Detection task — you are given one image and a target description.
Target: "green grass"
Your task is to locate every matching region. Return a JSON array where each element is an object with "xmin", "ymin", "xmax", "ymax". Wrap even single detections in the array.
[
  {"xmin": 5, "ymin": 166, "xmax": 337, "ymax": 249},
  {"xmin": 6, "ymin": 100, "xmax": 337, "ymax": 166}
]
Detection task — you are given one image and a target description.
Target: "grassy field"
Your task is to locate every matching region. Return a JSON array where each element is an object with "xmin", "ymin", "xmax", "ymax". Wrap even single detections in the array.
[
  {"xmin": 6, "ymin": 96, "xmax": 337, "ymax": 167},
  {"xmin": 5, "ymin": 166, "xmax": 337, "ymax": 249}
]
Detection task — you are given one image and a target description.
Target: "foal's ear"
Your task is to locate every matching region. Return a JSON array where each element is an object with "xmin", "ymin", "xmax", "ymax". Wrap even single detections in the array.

——

(Direction): Locate each line in the listing above that contains the string "xmax" with the same capitalization, and copy every such line in full.

(Answer to this problem):
Your task is to locate every matching region. Return a JSON array where each element is an object with "xmin", "ymin", "xmax", "ymax". Wrap even single detections in the array.
  {"xmin": 5, "ymin": 166, "xmax": 337, "ymax": 249},
  {"xmin": 6, "ymin": 100, "xmax": 337, "ymax": 166}
Your task is to locate every matching region. Return a JSON array where each element is an object with "xmin", "ymin", "xmax", "ymax". Wrap even single detections in the array.
  {"xmin": 6, "ymin": 96, "xmax": 337, "ymax": 167},
  {"xmin": 5, "ymin": 166, "xmax": 337, "ymax": 249}
Your task is to locate every matching region. Return a JSON array where each element is an object with "xmin", "ymin", "xmax", "ymax". Wrap even single detections in the array.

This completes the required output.